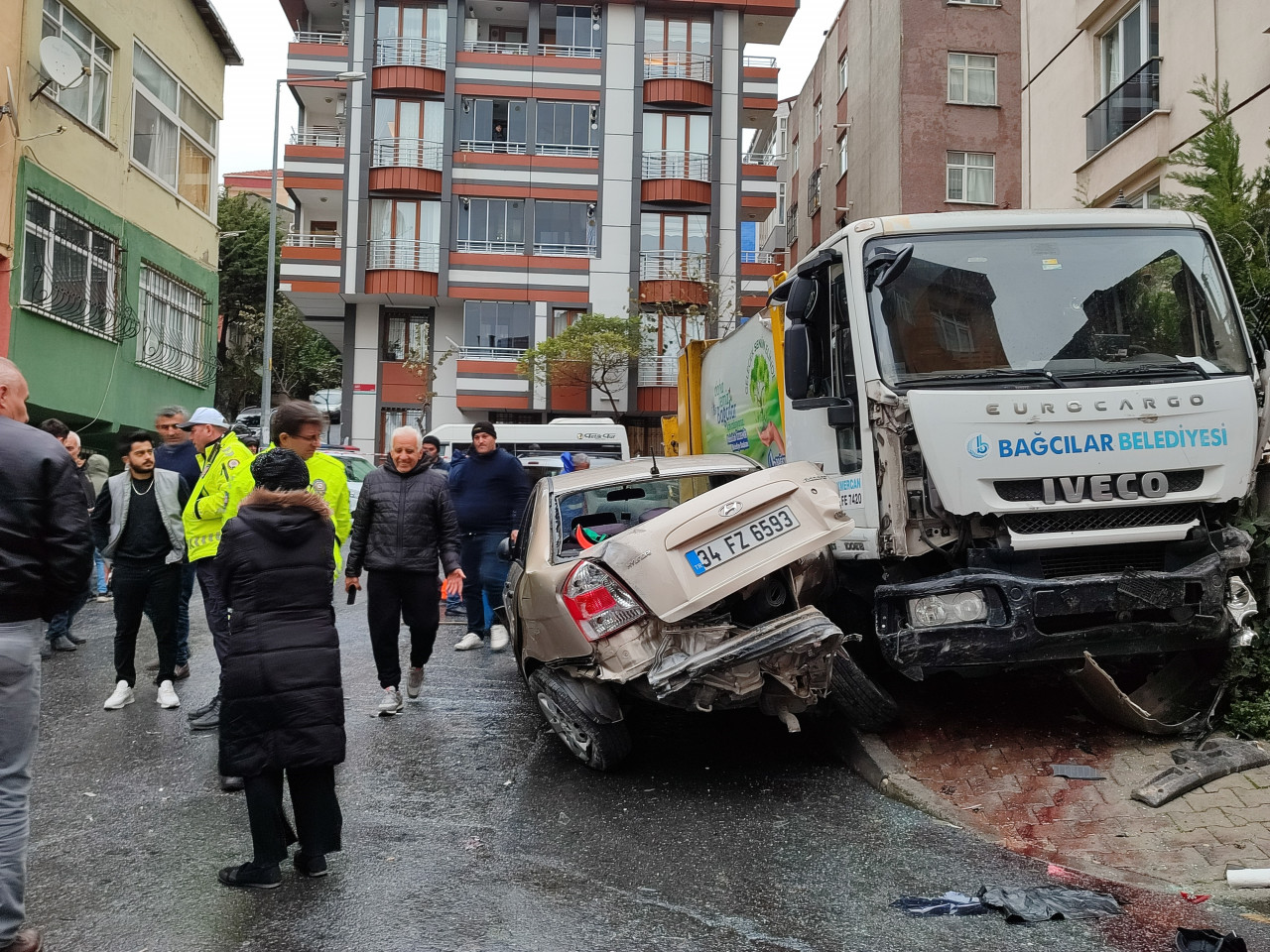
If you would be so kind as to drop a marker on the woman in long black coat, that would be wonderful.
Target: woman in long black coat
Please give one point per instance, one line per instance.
(284, 705)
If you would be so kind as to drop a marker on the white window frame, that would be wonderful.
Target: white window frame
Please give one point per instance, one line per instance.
(959, 162)
(98, 58)
(183, 130)
(964, 67)
(173, 327)
(104, 263)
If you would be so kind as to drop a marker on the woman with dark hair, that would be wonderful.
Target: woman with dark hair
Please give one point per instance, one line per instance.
(284, 705)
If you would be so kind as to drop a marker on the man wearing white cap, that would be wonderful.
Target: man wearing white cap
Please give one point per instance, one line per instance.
(220, 456)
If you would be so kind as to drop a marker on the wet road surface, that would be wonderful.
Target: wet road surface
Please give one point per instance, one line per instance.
(467, 826)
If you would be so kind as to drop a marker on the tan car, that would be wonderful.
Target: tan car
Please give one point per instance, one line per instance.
(688, 581)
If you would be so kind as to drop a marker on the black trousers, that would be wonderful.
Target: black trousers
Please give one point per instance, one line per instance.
(313, 800)
(154, 590)
(393, 597)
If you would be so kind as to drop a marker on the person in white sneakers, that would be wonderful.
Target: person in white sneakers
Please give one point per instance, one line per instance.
(137, 526)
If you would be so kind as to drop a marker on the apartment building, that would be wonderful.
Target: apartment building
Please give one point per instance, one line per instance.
(108, 239)
(506, 167)
(1106, 93)
(912, 107)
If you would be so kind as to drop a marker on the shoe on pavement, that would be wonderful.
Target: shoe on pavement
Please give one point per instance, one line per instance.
(312, 867)
(414, 680)
(211, 720)
(391, 701)
(168, 696)
(122, 696)
(497, 638)
(252, 876)
(26, 941)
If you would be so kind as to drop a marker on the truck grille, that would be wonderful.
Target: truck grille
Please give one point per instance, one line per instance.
(1030, 490)
(1101, 520)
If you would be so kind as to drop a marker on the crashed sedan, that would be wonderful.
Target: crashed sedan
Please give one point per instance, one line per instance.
(688, 581)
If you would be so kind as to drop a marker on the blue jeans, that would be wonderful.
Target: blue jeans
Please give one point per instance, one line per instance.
(484, 574)
(19, 714)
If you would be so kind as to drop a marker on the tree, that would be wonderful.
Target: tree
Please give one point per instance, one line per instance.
(592, 353)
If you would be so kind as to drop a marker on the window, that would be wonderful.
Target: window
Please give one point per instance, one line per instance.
(564, 227)
(176, 335)
(971, 79)
(492, 125)
(568, 128)
(971, 177)
(173, 136)
(502, 325)
(89, 99)
(68, 268)
(492, 225)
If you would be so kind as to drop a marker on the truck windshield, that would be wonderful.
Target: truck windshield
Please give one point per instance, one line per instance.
(1046, 308)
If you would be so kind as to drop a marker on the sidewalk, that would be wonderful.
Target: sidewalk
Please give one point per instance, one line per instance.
(978, 754)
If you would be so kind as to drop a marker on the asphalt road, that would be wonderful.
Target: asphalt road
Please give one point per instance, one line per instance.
(467, 826)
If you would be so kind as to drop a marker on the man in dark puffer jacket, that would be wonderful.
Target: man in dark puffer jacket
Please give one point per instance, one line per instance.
(282, 699)
(404, 524)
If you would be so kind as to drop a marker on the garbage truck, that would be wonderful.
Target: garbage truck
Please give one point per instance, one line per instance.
(1042, 424)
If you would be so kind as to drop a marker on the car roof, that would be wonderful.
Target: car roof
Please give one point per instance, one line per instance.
(640, 468)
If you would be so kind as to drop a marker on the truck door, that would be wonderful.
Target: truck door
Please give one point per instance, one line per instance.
(826, 419)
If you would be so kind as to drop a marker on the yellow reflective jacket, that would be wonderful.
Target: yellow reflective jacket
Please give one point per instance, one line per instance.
(222, 463)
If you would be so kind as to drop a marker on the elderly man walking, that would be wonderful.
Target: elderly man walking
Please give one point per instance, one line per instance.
(46, 553)
(404, 524)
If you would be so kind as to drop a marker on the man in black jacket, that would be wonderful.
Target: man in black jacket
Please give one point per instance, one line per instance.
(46, 553)
(404, 520)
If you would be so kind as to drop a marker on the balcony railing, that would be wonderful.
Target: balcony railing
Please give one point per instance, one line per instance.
(584, 53)
(403, 254)
(313, 241)
(407, 154)
(489, 46)
(676, 63)
(1123, 108)
(411, 51)
(658, 372)
(674, 266)
(305, 36)
(330, 136)
(677, 166)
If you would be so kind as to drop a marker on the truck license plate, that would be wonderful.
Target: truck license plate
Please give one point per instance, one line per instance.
(740, 539)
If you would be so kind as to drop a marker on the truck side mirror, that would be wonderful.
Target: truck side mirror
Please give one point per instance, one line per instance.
(795, 362)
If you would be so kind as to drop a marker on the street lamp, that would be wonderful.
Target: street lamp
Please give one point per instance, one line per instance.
(267, 358)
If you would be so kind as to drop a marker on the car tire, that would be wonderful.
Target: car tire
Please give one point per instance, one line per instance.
(598, 746)
(865, 703)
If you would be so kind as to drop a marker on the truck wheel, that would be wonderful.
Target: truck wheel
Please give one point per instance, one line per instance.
(598, 746)
(865, 703)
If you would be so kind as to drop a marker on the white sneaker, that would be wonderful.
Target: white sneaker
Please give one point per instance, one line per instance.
(497, 638)
(168, 696)
(121, 697)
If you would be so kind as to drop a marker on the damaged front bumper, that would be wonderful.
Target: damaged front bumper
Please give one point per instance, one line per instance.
(1029, 617)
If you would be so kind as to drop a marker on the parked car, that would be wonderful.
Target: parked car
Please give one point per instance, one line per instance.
(686, 581)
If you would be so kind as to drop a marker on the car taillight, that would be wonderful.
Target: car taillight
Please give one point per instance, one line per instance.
(599, 604)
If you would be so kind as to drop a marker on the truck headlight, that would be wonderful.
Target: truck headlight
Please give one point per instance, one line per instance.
(933, 611)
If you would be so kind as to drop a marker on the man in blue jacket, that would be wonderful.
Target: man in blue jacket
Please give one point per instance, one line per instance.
(488, 489)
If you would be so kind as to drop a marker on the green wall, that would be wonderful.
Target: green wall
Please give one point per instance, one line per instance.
(77, 376)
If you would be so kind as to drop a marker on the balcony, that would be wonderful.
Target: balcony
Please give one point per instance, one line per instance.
(1123, 108)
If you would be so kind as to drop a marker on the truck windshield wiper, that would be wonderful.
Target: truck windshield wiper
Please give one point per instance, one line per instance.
(988, 373)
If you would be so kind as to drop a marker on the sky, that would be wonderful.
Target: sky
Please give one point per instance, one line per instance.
(261, 35)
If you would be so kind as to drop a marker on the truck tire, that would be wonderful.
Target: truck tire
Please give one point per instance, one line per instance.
(598, 746)
(865, 703)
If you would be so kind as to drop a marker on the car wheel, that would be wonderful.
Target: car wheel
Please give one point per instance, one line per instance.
(598, 746)
(866, 703)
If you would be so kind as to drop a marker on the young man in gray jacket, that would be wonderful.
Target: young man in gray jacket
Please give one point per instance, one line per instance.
(136, 524)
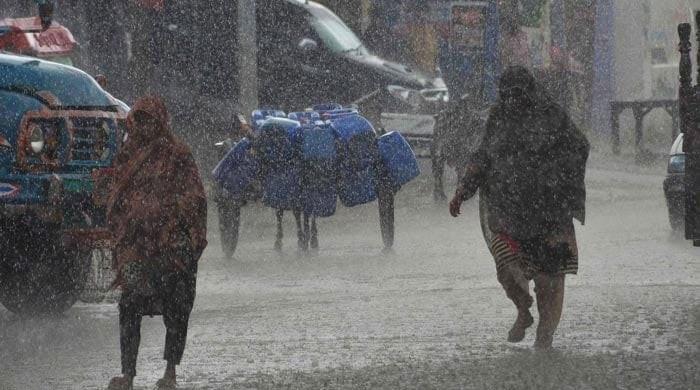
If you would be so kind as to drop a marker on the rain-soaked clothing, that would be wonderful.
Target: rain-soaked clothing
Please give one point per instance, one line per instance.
(529, 170)
(157, 214)
(157, 204)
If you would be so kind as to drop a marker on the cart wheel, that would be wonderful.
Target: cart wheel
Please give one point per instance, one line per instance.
(229, 225)
(386, 215)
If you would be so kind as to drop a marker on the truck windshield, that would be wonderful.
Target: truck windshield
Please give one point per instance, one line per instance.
(70, 86)
(334, 33)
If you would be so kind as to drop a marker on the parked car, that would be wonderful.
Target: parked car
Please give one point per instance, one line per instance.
(27, 36)
(59, 131)
(307, 54)
(674, 188)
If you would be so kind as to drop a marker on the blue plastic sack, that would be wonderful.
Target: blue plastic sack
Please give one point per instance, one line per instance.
(357, 178)
(280, 167)
(305, 117)
(258, 118)
(319, 163)
(398, 158)
(275, 141)
(282, 188)
(237, 170)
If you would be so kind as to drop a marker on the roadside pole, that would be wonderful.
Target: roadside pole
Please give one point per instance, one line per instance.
(247, 57)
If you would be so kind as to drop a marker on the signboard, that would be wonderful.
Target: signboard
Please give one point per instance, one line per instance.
(468, 25)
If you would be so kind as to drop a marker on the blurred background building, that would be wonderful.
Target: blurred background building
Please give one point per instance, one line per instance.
(610, 49)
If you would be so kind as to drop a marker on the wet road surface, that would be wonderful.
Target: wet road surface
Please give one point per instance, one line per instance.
(429, 315)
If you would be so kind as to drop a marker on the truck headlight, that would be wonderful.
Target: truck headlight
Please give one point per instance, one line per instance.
(410, 96)
(36, 138)
(676, 164)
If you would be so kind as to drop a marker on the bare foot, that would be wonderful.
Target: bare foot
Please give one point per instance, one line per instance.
(168, 381)
(524, 321)
(166, 384)
(543, 343)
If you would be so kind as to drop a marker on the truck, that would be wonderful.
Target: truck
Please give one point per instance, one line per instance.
(59, 133)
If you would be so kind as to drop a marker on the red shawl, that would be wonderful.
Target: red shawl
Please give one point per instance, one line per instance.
(157, 195)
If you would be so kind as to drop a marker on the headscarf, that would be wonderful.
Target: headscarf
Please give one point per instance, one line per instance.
(157, 201)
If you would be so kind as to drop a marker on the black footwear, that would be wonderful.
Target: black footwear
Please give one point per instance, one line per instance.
(543, 343)
(120, 383)
(524, 321)
(166, 384)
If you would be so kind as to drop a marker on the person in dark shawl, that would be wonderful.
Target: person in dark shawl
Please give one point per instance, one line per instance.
(529, 170)
(157, 213)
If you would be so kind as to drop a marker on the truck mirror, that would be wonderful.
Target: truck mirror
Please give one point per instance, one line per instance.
(101, 80)
(46, 14)
(308, 45)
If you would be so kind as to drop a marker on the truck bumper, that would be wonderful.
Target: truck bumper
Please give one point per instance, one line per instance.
(64, 201)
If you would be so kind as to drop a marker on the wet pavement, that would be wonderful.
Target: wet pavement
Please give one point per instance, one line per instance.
(429, 315)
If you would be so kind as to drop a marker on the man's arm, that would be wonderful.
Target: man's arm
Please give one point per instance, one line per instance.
(475, 174)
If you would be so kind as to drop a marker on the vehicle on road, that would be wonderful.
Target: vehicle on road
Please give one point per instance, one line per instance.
(59, 131)
(674, 187)
(27, 36)
(304, 46)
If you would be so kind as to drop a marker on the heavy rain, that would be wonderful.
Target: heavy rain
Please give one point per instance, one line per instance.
(343, 194)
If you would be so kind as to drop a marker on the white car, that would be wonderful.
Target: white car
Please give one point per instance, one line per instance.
(674, 188)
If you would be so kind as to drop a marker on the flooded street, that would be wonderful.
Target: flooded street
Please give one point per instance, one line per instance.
(429, 315)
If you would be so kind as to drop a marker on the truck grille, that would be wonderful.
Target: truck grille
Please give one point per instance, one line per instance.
(91, 139)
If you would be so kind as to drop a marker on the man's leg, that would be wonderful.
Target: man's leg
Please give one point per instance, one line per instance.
(510, 274)
(549, 289)
(129, 340)
(177, 306)
(517, 288)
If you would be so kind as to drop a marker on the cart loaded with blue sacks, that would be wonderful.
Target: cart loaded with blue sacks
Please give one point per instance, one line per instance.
(304, 162)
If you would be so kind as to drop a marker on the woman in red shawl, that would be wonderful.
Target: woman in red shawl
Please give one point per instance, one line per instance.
(156, 211)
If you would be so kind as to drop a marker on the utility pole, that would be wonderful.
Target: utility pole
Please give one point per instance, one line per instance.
(603, 90)
(247, 56)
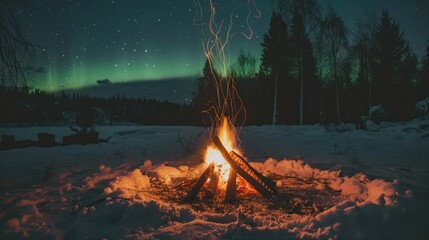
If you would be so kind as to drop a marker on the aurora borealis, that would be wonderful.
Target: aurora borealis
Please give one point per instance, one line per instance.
(125, 40)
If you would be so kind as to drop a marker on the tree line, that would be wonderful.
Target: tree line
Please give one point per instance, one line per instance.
(20, 105)
(311, 72)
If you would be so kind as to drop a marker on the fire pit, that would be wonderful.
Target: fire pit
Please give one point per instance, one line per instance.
(226, 165)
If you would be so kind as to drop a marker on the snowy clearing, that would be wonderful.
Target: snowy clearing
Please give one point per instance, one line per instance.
(332, 185)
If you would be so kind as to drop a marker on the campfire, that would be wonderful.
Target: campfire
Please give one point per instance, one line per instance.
(224, 162)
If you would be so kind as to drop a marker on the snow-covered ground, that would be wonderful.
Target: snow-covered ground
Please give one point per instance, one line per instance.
(332, 185)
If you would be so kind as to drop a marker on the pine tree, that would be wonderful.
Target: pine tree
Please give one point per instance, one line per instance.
(274, 62)
(423, 83)
(389, 54)
(303, 71)
(335, 44)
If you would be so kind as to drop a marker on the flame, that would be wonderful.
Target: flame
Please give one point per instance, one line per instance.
(227, 136)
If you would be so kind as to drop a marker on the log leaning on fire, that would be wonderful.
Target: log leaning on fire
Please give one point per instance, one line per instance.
(197, 187)
(243, 168)
(231, 186)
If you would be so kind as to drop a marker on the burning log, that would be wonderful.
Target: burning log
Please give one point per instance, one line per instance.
(194, 191)
(210, 191)
(242, 167)
(231, 186)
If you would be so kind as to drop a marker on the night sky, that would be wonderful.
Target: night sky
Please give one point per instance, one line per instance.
(126, 40)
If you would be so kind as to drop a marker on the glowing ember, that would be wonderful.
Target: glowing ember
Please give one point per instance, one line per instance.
(226, 134)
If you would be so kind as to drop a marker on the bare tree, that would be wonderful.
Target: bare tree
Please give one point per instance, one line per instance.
(336, 50)
(305, 14)
(16, 52)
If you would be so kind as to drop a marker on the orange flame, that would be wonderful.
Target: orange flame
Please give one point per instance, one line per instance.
(227, 136)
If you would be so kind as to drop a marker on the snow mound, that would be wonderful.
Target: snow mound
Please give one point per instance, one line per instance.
(145, 202)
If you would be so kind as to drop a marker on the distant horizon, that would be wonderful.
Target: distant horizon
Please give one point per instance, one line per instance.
(112, 82)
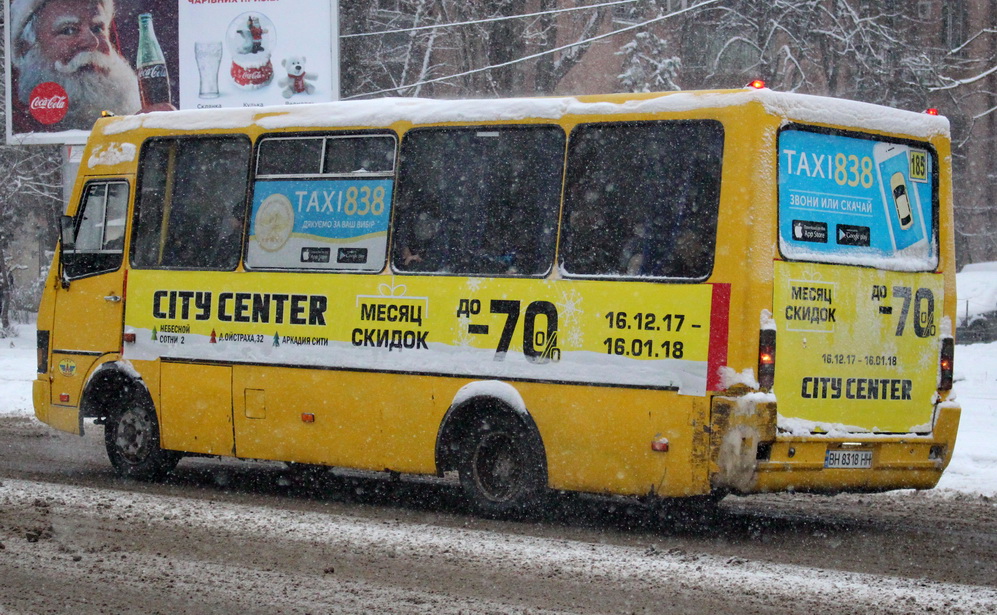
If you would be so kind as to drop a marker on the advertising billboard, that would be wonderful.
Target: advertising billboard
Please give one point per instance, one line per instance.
(70, 60)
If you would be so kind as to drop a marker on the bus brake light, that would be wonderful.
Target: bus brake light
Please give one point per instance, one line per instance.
(946, 364)
(766, 359)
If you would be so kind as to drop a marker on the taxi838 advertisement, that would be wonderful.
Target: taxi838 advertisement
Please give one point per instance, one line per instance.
(862, 341)
(856, 200)
(661, 336)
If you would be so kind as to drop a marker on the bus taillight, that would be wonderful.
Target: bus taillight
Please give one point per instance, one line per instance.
(946, 363)
(43, 337)
(766, 359)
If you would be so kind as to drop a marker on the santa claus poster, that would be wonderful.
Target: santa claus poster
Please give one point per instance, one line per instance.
(71, 61)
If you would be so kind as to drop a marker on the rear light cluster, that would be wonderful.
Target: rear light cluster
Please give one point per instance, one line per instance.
(43, 338)
(946, 363)
(766, 359)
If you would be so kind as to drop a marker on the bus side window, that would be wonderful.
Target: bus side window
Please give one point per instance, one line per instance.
(478, 200)
(322, 202)
(641, 199)
(191, 203)
(100, 231)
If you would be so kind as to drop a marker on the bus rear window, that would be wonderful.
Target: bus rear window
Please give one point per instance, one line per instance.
(478, 201)
(641, 199)
(857, 200)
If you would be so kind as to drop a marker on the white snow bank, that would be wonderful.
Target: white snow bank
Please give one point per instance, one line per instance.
(976, 290)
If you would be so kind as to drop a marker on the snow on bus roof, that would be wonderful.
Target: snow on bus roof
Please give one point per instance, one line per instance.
(386, 111)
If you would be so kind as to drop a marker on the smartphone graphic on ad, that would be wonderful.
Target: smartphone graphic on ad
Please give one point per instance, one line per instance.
(901, 201)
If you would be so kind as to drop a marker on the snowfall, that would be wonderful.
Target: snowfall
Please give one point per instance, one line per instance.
(973, 468)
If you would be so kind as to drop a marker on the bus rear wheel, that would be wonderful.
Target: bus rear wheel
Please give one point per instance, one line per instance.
(131, 436)
(501, 470)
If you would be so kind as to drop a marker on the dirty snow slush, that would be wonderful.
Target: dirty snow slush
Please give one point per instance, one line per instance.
(222, 537)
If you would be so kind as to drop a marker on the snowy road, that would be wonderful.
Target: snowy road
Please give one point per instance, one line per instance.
(225, 537)
(234, 537)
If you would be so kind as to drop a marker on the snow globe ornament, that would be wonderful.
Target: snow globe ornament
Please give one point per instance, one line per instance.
(250, 40)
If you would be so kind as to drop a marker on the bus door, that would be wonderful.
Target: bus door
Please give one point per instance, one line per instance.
(89, 302)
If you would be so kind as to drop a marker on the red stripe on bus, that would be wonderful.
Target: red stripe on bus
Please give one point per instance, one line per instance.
(719, 323)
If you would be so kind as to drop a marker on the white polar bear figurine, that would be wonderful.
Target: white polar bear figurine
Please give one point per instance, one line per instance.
(297, 80)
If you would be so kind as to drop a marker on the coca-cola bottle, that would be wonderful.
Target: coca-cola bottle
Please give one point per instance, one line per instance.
(153, 78)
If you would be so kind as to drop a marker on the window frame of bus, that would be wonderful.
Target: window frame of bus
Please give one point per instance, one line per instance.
(322, 175)
(80, 263)
(704, 229)
(238, 213)
(406, 217)
(873, 260)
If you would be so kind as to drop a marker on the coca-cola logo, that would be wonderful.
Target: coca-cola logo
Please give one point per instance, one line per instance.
(152, 71)
(48, 103)
(253, 75)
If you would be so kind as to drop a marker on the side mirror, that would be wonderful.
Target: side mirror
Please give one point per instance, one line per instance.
(68, 233)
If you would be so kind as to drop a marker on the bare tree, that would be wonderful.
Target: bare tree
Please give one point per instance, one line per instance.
(453, 48)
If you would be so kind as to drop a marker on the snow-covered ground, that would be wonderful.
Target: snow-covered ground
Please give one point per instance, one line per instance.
(973, 468)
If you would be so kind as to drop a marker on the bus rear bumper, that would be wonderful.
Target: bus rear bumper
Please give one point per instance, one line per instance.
(63, 418)
(897, 462)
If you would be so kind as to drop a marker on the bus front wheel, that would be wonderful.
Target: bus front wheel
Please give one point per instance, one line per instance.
(501, 470)
(131, 436)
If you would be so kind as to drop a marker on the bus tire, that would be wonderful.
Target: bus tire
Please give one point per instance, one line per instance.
(501, 469)
(131, 436)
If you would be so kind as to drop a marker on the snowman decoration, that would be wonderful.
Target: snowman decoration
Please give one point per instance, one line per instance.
(250, 40)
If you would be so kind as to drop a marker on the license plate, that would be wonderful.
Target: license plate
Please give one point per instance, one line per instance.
(848, 459)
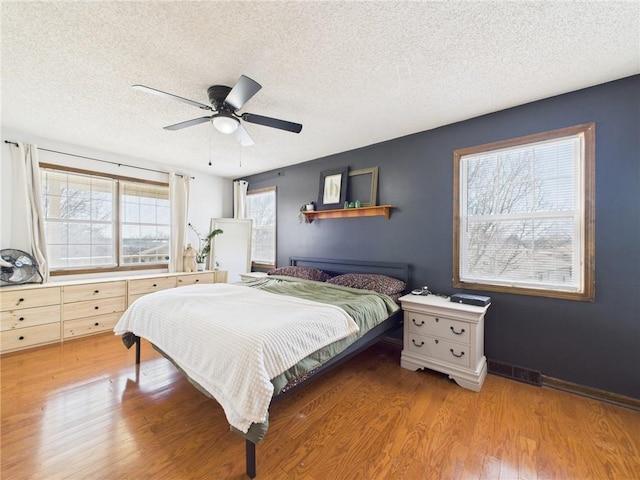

——————————

> _Stated goal_: Rewrite the stretch from the line containing "decoration, that would be wonderful." through the end of the records, putting "pin" in place of "marker" and changing nothing else. Leave the pictures out of your answer.

> _Response to this task_:
If you would be so kind as to drop a pin on the snowman decoration, that would be wonderful.
Target: snowman decoration
Please give one point per instance, one line per instance.
(250, 40)
If you would be so kind as to drop a pin on the license plate, that would be wonderful.
Target: license plate
Please give one point per instance, one line per instance.
(848, 459)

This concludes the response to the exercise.